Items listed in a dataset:
════
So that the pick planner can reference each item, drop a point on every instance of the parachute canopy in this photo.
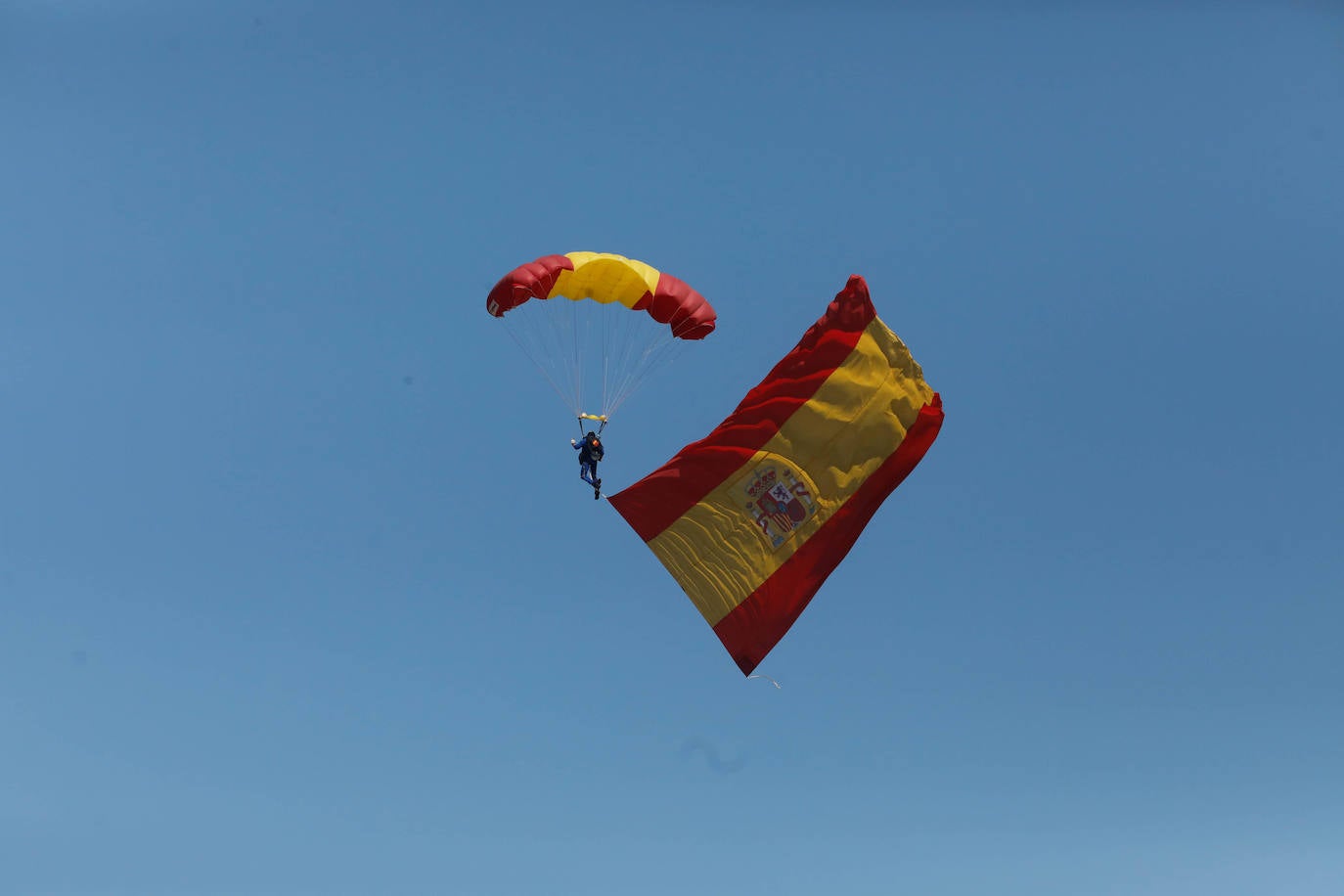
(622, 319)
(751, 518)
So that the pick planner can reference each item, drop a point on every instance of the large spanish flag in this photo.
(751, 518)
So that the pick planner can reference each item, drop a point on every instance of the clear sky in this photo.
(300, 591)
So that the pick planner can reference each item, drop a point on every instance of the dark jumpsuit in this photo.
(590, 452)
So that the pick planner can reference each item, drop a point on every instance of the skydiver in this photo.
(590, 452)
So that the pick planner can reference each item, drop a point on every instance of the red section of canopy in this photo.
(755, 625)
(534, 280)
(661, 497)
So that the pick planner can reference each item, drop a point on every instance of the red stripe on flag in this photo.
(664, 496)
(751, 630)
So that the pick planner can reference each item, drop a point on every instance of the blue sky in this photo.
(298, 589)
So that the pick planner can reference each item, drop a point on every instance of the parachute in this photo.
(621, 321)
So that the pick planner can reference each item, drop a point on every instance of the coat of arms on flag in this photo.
════
Your goal: Are you able to set down all the lines above exactly, without any pictures?

Right answer:
So that the pick planner can reference each item, drop a point on every instance of the parachute canopy in this photo.
(622, 319)
(751, 518)
So that the pick planner can reference each item, drop a point on every instance of the large spanish flag in this photo.
(751, 518)
So that the pick planner can reference each item, drop a point on every instance of the clear sky in this photo.
(300, 591)
So that the pick planner can reference each item, drop a point on every instance of the dark jumpsuit in this photo.
(590, 452)
So that the pick planner can reference each item, drop a point on every instance of the skydiver in this photo.
(590, 452)
So that the pick planner can reference each item, drop a point on every instance of the red section of canopy in this photo.
(755, 625)
(534, 280)
(661, 497)
So that the pick planner can reference each item, drop a point on every instance of the red stripe on flag in this photo.
(664, 496)
(751, 630)
So that the pick planner can reference each item, drop a point on every instance of the blue sky in this photo.
(298, 589)
So that the pick planner can reference each item, drop a point on every instance of the parachute in this photo.
(621, 321)
So that the pick planner can reference each item, drop a point on every instance of the coat of arms on flag in this photo.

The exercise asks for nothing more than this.